Challenge:
Rewrite the part of the records that opens with the line containing "Spot the green" and closes with the end of the records, changing "tractor" to "machine" and leaving everything else as it stands.

# Start of Entries supplied

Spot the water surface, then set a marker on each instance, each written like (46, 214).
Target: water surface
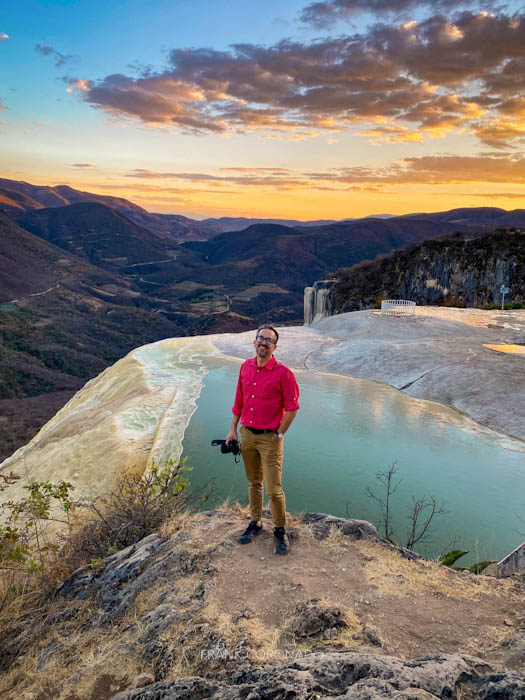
(348, 429)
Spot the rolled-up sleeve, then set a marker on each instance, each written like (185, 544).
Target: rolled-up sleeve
(239, 402)
(290, 391)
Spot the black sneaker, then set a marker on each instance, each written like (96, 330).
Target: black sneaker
(251, 531)
(281, 541)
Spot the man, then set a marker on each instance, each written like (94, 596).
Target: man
(266, 402)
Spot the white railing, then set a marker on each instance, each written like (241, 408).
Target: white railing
(398, 307)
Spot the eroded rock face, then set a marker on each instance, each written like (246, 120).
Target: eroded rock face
(348, 675)
(316, 620)
(169, 607)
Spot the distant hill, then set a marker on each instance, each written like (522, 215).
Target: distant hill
(98, 233)
(294, 258)
(173, 226)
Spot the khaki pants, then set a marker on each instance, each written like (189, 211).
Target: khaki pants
(263, 460)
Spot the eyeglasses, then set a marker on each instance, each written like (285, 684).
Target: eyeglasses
(263, 339)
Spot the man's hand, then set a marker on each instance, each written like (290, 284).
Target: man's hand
(232, 435)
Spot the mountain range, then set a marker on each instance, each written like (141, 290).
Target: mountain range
(84, 278)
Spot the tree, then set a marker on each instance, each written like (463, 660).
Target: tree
(386, 478)
(421, 513)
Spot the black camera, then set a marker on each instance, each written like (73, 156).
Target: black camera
(227, 447)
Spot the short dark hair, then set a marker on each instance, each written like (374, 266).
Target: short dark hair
(269, 328)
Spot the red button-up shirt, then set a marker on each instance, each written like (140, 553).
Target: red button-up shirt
(265, 393)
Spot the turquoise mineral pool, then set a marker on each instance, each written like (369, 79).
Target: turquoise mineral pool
(347, 430)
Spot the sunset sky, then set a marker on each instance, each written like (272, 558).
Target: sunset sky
(330, 109)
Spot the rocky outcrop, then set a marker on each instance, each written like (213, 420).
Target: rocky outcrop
(319, 301)
(349, 675)
(193, 615)
(456, 271)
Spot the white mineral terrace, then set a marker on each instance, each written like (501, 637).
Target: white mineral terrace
(136, 411)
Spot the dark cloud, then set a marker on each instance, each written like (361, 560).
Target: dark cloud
(60, 58)
(324, 14)
(434, 170)
(430, 77)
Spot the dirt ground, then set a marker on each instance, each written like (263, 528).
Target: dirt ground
(412, 608)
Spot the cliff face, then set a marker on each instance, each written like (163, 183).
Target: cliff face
(190, 614)
(454, 271)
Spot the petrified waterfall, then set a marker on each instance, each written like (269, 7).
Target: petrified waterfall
(319, 301)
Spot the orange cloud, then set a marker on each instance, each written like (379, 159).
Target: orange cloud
(434, 76)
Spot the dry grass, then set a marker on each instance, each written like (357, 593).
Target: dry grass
(386, 570)
(89, 655)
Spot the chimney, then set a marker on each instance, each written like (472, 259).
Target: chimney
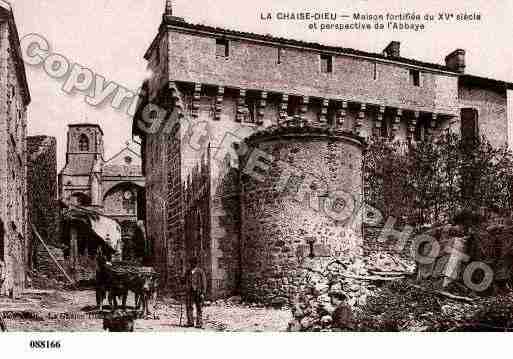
(393, 49)
(168, 13)
(455, 61)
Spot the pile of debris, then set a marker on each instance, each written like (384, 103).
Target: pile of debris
(332, 289)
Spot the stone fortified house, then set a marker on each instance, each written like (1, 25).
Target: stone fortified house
(221, 82)
(113, 187)
(14, 100)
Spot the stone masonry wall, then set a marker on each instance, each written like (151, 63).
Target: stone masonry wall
(42, 196)
(13, 165)
(279, 232)
(299, 71)
(491, 105)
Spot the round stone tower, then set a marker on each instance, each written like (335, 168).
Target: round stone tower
(301, 201)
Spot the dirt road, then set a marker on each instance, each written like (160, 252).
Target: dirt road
(74, 311)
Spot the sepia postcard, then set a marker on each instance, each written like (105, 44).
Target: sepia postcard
(173, 166)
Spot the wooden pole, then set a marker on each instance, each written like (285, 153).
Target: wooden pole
(51, 255)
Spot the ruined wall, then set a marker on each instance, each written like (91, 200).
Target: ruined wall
(279, 229)
(42, 196)
(13, 176)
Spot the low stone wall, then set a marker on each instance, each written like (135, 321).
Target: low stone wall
(319, 305)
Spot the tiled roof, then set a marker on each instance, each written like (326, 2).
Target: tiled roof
(299, 43)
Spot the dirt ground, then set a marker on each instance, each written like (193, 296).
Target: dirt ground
(74, 311)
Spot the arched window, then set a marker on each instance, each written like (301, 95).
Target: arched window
(83, 143)
(129, 203)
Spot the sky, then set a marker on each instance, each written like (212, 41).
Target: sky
(110, 37)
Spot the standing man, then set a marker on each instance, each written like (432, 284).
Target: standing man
(196, 289)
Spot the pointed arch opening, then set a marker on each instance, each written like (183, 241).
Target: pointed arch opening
(83, 143)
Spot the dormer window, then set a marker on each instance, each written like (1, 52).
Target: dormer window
(222, 48)
(83, 144)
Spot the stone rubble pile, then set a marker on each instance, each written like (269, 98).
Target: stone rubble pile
(334, 286)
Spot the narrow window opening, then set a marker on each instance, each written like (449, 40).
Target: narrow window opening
(326, 64)
(415, 78)
(83, 143)
(222, 48)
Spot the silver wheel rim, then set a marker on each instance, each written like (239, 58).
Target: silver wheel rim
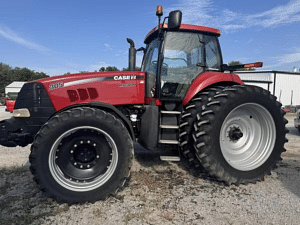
(247, 136)
(72, 184)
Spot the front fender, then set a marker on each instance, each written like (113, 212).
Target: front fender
(207, 79)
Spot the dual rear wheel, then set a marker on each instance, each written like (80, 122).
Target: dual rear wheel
(239, 134)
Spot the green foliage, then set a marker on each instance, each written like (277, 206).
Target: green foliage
(9, 75)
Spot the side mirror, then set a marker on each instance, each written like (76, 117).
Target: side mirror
(174, 20)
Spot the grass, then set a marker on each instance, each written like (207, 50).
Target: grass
(21, 202)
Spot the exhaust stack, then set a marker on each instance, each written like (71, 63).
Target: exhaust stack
(132, 55)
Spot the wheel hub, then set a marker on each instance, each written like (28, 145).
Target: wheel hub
(235, 133)
(84, 153)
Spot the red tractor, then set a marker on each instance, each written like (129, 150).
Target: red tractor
(185, 101)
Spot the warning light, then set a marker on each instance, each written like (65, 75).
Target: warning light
(159, 10)
(257, 64)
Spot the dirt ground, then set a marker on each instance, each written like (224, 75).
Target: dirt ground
(158, 193)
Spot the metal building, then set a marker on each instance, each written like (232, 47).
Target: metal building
(283, 84)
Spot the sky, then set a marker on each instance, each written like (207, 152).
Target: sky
(61, 36)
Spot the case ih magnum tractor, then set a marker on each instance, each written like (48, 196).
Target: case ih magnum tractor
(185, 101)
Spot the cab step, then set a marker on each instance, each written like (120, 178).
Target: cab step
(172, 142)
(170, 158)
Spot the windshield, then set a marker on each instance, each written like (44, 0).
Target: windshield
(150, 66)
(185, 57)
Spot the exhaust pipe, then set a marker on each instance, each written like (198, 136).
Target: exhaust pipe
(132, 55)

# End of Entries supplied

Solution to this task:
Spot the green foliage, then set a marker on each instance, each written like (277, 206).
Target: green foliage
(9, 75)
Spot the side mirror, then set a marker on each instance, each written like (76, 117).
Target: side mirror
(174, 20)
Spot the grass, then set a marker on each instance, each written like (207, 50).
Target: grass
(21, 202)
Spot the exhaust stack, then set a marker on each instance, each written like (71, 63).
Target: exhaust stack
(132, 55)
Spot the wheel hub, then set a marker on each instance, each written like (28, 145).
Target: wheel hub
(235, 133)
(84, 153)
Spot the red machine, then set a marker on each instance, each written like (129, 150).
Target: red machine
(185, 101)
Spot the warning light, then set a marker on each instance, each written like (65, 75).
Target: warning light
(159, 10)
(257, 64)
Spot the dirt ground, then set a marker on each instance, each written like (224, 75).
Target: dirt ground
(158, 193)
Spot the metal building, then set a marker on each instance, each written like (232, 47).
Target: metal building
(283, 84)
Spot the sky, then set a marker on each instance, each written like (207, 152).
Target: sky
(61, 36)
Spot the case ih magnum machine, then set a marker on each instance, each written like (48, 196).
Target: case ih magnum machine
(185, 101)
Spot the cab step, then set a marker on each instance, each written like (120, 178).
Target: cab step
(172, 142)
(170, 158)
Spot the windshield, then set a marker on each instance, each written like (44, 0).
Target: windshield
(150, 66)
(185, 57)
Spot the exhaust pipe, then set a marker on each instance, each written like (198, 136).
Target: exhaust pipe
(132, 55)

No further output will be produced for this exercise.